■ ВЫБРАННЫЙ ОТРЫВОК ■
Как украли атомную бомбу для Советов: что сделала советская разведка для атомного проекта? (часть вторая)

На фото: Советский разведчик В. Б. Барковский. 1938–1939 гг. Архив СВР России. В конце 1940 г. В. Б. Барковский был направлен сотрудником лондонской резидентуры по линии научно-технической разведки. Завербовал в Лондоне ряд ценных источников, в том числе среди английских учёных, непосредственно занимавшихся разработкой атомного оружия.

 

На одном из электронных стендов выставки «Страна мечтателей — страна героев» в Музее современной истории России можно ознакомиться с уникальными материалами. Это страницы из донесений и фотографии знаменитых советских разведчиков. Сканы подлинников предоставлены музею Службой внешней разведки (СВР) Российской Федерации. Портал «Живая история» продолжает публикацию интервью журналиста и писателя Николая Долгополова с легендой советской разведки, бывшим резидентом в США и Великобритании, полковником Службы внешней разведки, Героем Российской Федерации Владимиром Борисовичем Барковским.

■ ЗАПИСИ НАБОРА ДАННЫХ ■
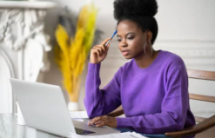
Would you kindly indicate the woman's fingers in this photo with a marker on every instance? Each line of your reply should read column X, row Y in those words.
column 94, row 120
column 105, row 41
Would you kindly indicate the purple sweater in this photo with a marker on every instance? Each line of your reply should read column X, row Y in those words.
column 155, row 99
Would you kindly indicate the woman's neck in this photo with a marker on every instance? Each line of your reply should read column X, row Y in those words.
column 144, row 60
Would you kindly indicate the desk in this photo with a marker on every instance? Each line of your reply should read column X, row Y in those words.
column 10, row 129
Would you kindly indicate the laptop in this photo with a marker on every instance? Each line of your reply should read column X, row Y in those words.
column 43, row 107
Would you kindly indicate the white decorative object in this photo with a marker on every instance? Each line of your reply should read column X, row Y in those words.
column 73, row 106
column 20, row 118
column 22, row 31
column 6, row 72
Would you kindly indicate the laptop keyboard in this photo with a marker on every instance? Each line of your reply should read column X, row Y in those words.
column 83, row 132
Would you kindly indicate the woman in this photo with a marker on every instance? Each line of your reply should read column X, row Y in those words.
column 152, row 88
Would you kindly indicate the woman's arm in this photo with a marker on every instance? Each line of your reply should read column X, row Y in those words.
column 173, row 111
column 101, row 101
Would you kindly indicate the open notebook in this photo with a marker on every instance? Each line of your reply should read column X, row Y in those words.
column 120, row 135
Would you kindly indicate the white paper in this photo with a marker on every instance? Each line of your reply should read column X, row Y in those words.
column 120, row 135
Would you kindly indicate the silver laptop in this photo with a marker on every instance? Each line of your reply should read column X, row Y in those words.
column 44, row 108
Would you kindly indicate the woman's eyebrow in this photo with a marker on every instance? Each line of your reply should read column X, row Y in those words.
column 126, row 34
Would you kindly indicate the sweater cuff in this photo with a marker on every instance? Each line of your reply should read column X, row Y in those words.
column 123, row 122
column 92, row 67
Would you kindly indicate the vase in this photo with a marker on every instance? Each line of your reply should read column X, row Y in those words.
column 20, row 118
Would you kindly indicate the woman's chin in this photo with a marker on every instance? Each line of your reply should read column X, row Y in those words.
column 127, row 57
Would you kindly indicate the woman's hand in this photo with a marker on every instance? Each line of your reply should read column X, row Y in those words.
column 99, row 52
column 104, row 121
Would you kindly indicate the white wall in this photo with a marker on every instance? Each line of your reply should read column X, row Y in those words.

■ ПИСЬМЕННОЕ ЗАДАНИЕ ■
Напишите продолжение текста о советской разведке и атомном проекте, начиная сразу после его последнего предложения.

■ РЕЗУЛЬТАТ ■
 

Вот такой получился Фукс

Дело советского атомного шпиона, вернее агента-помощника, разведчика Клауса Фукса выбивается из общего ряда. Немецкий антифашист и учёный-атомщик передавал ядерные секреты откуда только мог. А судьба забрасывала его, сбежавшего из фашистской Германии, и в американскую атомную колыбель Лос-Аламос, и в британские ядерные центры. Ему не хватало гениальности Оппенгеймера, Бора или Теллера, однако сведения Фукса оказались бесценны. Их ущерб и наш выигрыш в деньгах, а также во времени не измерить никакими миллиардами.

Но, попав в 1950 году в английскую тюрьму, Фукс был оставлен, точнее, брошен на произвол судьбы. Отсидев девять лет из щедро “отпущенных” ему британской Фемидой четырнадцати, Фукс был освобождён в июне 1959-го за примерное поведение, тотчас уехал в Германию, совсем не Западную. Англичане предлагали Фуксу остаться работать у них. Он же попросил отвезти его прямо из тюрьмы в аэропорт и рванул в Восточный Берлин. Ему шёл 49-й год. Но и в дружественной нам ГДР советские товарищи за все годы ни разу не пытались хоть чем-то отблагодарить героя.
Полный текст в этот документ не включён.